WHAT IS BEING ASKED
Word for word, retype every line of the data.
=-=-=-=-=
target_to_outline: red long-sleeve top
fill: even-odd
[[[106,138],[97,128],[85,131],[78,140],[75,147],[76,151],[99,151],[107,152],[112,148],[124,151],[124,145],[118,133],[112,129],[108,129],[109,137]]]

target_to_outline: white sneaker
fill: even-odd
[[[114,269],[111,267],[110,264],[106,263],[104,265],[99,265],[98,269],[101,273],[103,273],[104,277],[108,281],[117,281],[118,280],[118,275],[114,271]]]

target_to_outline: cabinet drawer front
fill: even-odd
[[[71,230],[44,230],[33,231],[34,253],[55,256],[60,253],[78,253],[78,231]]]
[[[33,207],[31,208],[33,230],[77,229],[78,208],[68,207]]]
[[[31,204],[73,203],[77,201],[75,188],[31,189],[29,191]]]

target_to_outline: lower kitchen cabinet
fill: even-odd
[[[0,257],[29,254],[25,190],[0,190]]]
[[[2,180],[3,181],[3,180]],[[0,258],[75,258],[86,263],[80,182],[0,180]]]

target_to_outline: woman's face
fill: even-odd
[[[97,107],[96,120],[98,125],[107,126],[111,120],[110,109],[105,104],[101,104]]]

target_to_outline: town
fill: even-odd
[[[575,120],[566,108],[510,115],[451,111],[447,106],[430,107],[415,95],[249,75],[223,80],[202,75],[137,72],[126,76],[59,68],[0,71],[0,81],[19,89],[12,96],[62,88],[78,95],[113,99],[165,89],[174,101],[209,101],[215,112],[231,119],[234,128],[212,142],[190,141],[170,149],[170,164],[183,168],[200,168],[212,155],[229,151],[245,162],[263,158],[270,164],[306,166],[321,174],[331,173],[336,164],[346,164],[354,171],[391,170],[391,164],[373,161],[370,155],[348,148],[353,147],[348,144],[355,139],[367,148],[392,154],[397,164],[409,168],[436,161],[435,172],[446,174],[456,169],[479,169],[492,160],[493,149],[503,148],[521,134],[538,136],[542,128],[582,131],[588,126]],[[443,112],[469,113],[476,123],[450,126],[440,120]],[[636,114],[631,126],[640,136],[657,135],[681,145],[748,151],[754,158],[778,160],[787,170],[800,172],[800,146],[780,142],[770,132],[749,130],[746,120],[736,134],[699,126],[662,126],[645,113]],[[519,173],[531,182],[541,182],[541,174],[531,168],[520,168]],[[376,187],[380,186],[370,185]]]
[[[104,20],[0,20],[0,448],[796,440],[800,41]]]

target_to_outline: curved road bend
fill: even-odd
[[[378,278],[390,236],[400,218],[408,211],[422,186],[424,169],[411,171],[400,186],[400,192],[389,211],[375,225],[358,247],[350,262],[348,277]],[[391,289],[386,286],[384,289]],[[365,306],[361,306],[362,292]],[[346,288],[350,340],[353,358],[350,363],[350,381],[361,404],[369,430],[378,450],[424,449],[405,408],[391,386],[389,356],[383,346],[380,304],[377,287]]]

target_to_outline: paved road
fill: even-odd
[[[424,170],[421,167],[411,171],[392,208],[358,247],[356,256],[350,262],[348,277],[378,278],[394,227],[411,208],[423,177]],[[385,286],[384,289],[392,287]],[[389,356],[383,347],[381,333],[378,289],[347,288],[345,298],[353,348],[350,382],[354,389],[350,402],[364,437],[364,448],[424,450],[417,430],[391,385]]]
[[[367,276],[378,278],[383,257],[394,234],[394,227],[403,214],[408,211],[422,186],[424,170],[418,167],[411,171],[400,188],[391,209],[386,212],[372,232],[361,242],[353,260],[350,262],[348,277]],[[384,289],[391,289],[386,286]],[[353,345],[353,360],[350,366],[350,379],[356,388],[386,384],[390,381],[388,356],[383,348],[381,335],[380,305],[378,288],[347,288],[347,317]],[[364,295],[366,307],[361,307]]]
=-=-=-=-=
TASK SOLUTION
target_to_outline: red long-sleeve top
fill: even-odd
[[[106,138],[97,128],[85,131],[78,140],[75,147],[76,151],[99,151],[107,152],[112,148],[124,151],[124,145],[118,133],[112,129],[108,129],[109,137]]]

target_to_outline: white sneaker
fill: even-odd
[[[114,269],[111,267],[110,264],[106,263],[104,265],[99,265],[98,269],[101,273],[103,273],[104,277],[108,281],[117,281],[118,280],[118,275],[114,271]]]

target_to_outline: cabinet drawer front
fill: even-odd
[[[71,230],[44,230],[33,231],[34,253],[55,256],[60,253],[78,253],[78,231]]]
[[[33,207],[31,208],[33,230],[77,229],[78,208],[68,207]]]
[[[31,204],[73,203],[77,201],[75,188],[31,189],[29,191]]]

target_to_outline: lower kitchen cabinet
fill: even-odd
[[[0,257],[29,254],[25,190],[0,190]]]
[[[2,180],[3,181],[3,180]],[[0,258],[75,258],[86,263],[80,182],[0,180]]]

target_to_outline: woman's face
fill: even-odd
[[[97,107],[96,120],[98,125],[107,126],[111,120],[110,109],[105,104],[101,104]]]

target_to_outline: town
fill: even-odd
[[[575,120],[566,108],[510,115],[451,111],[447,106],[430,107],[415,95],[249,75],[223,80],[202,75],[137,72],[126,76],[59,68],[0,71],[0,81],[19,89],[12,96],[62,88],[78,95],[113,99],[165,89],[174,101],[209,101],[215,112],[231,119],[234,128],[212,142],[190,141],[170,149],[170,164],[183,168],[200,168],[212,155],[229,151],[245,162],[263,158],[270,164],[306,166],[321,174],[331,173],[336,164],[346,164],[354,171],[391,170],[391,164],[373,161],[370,155],[348,148],[353,147],[348,144],[355,139],[367,148],[392,154],[397,164],[409,168],[436,161],[435,172],[446,174],[456,169],[479,169],[492,160],[493,149],[503,148],[521,134],[538,136],[542,128],[582,131],[588,126]],[[443,112],[469,113],[476,123],[450,126],[440,120]],[[636,114],[631,126],[640,136],[657,135],[681,145],[748,151],[754,158],[778,160],[787,170],[800,172],[800,146],[780,142],[770,132],[749,130],[746,120],[736,134],[699,126],[662,126],[645,113]],[[519,173],[531,182],[541,182],[541,174],[531,168],[520,168]],[[376,187],[380,186],[370,185]]]
[[[104,20],[0,20],[0,448],[796,440],[800,41]]]

target_to_outline: curved road bend
fill: even-odd
[[[378,278],[390,236],[400,218],[408,211],[422,186],[424,169],[411,171],[400,186],[400,192],[389,211],[375,225],[358,247],[350,262],[348,277]],[[391,289],[386,286],[384,289]],[[365,306],[361,306],[362,292]],[[346,288],[350,340],[353,358],[350,363],[350,381],[361,404],[369,430],[378,450],[424,449],[405,408],[391,386],[389,356],[383,346],[380,304],[377,287]]]

target_to_outline: paved road
fill: even-odd
[[[424,170],[421,167],[411,171],[392,208],[358,247],[356,256],[350,262],[348,277],[378,278],[394,227],[411,208],[423,177]],[[385,286],[384,289],[392,287]],[[389,356],[383,347],[381,333],[378,289],[347,288],[345,298],[353,348],[350,382],[354,389],[350,402],[364,437],[364,448],[424,450],[417,430],[391,385]]]
[[[367,276],[378,278],[383,257],[394,234],[394,227],[403,214],[408,211],[422,186],[424,170],[418,167],[411,171],[400,188],[391,209],[386,212],[372,232],[361,242],[353,260],[350,262],[348,277]],[[384,289],[391,289],[386,286]],[[353,345],[353,360],[350,366],[350,379],[356,388],[386,384],[390,381],[388,356],[383,348],[381,335],[380,305],[378,288],[347,288],[347,317]],[[364,295],[366,307],[361,307]]]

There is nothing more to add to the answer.